Document section Block Start

From Quora:
Viruses have not evolved to become “resistant” to vaccines the way that bacteria have evolved to become resistant to antibiotics. Vaccines don’t attack viruses directly, they just prime our immune systems to do so. Our immune systems and viruses have been battling it out for hundreds of millions of years, and the likelihood that either side could evolve to defeat the other is zero. If it was more than zero, it would already have happened.
That said, there are some viruses (and also bacteria) that pose difficult problems for vaccine development. Here is a good summary:
From Refueling the innovation engine in vaccines. Viruses are in red boxes.
None of the viruses in the high-income group are new or have become more-difficult vaccination challenges. They’ve always been hard.
The low-income group is different. These viruses have only emerged in the last decade as public health threats. While I don’t think that viruses are evolving farther or faster than they have in the past, it’s quite possible that they are emerging faster. Several factors could accelerate the emergence of new viruses into human populations: expansion of trade networks, ecological disruption, climate change, and population growth.
But there doesn’t really seem to be any accelerating trend in the discovery of new human viruses.
Discovery curves for human viruses. (a) Virus discovery curve by species. Cumulative number of species reported to infect humans. Statistically significant upward breakpoints are shown (vertical lines). (b) Virus discovery curve by family. Cumulative number of families containing species reported to infect humans. From Human viruses: discovery and emergence
One could argue that there has been a slowdown in new virus emergence since 1990, especially at the family level. Certainly there is no evidence of an explosion of new viruses.
The implication is that our failure to develop vaccines to new viruses is not driven by the biology of viruses but by the failures of markets. Vaccine development is not very profitable, particularly for diseases that primarily afflict low-income countries. Organizations like GAVI are doing much to correct the failures of market-driven drug discovery, but their resources are not equal to the need. We are not being overwhelmed by new threats, we are just responding to them too slowly.

Document section Block End
Recorded data Block Start

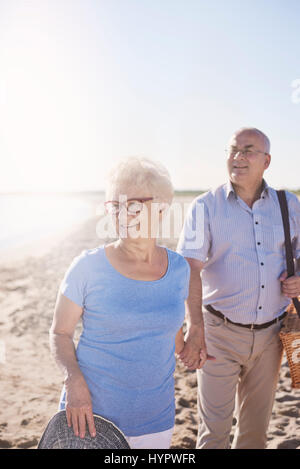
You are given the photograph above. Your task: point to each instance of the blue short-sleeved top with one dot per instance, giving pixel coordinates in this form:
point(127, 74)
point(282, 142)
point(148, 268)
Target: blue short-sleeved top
point(126, 349)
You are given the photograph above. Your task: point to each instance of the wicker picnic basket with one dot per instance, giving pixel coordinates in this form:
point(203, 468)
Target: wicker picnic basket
point(290, 338)
point(290, 332)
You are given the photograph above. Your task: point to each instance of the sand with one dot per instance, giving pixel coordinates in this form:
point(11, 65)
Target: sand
point(30, 380)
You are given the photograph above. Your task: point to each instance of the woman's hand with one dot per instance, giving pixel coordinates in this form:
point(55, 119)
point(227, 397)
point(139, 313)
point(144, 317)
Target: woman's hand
point(290, 287)
point(194, 353)
point(179, 342)
point(79, 409)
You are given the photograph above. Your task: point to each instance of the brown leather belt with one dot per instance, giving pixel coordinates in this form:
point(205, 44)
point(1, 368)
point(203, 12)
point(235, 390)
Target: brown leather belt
point(248, 326)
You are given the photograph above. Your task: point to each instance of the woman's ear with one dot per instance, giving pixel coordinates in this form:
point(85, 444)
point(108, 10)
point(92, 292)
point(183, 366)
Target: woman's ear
point(163, 206)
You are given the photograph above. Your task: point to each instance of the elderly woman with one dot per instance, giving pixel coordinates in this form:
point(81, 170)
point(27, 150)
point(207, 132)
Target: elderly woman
point(131, 295)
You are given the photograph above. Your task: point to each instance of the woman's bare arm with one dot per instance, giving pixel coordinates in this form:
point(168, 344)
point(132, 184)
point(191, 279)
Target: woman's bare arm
point(78, 400)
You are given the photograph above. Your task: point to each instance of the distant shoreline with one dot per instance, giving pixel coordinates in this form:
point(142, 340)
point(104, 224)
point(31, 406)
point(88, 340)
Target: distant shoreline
point(177, 192)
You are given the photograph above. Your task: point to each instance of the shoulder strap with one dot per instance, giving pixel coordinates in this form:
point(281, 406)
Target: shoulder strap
point(288, 244)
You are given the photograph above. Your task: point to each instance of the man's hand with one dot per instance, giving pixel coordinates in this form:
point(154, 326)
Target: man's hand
point(290, 287)
point(194, 353)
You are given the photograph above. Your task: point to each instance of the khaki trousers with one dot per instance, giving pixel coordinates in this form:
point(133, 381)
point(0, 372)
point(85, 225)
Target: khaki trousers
point(241, 383)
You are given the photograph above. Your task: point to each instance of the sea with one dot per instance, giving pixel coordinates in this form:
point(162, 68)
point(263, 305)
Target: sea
point(29, 217)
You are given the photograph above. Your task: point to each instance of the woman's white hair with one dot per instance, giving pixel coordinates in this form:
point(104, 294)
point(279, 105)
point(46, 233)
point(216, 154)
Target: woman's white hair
point(144, 173)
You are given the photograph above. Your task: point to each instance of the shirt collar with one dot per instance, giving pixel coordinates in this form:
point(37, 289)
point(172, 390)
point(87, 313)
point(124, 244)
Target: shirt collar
point(230, 190)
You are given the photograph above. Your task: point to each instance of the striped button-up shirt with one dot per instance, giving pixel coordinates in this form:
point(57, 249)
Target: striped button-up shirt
point(243, 251)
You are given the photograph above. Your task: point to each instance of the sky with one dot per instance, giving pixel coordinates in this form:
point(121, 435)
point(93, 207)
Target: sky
point(84, 83)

Recorded data Block End

Actions to take:
A: According to the text on viruses and vaccines, why have viruses not evolved resistance to vaccines the way bacteria have to antibiotics? Answer in one to three sentences.
B: Please sum up the text on viruses and vaccines in two sentences.
C: In the text on viruses and vaccines, rewrite the paragraph beginning "The low-income group is different" as a bulleted list that keeps its main facts.

Your responses:
A: Vaccines don't attack viruses directly; they only prime our immune systems to do so. Immune systems and viruses have been fighting for hundreds of millions of years, and the text says the chance of either side evolving to defeat the other is zero, since it would otherwise already have happened.

B: Viruses have not become resistant to vaccines, and although some have always been hard to vaccinate against, there is no evidence of an explosion of new human viruses, and perhaps even a slowdown since 1990. The text therefore blames our failure to develop vaccines for new viruses on market failures, because vaccine development is not very profitable, especially for diseases that mainly afflict low-income countries.

C:
- Unlike the high-income group, the viruses in the low-income group have emerged as public health threats only in the last decade.
- Viruses are probably not evolving farther or faster than before, but they may be emerging faster.
- Factors that could speed the emergence of new viruses into human populations:
  - expansion of trade networks
  - ecological disruption
  - climate change
  - population growth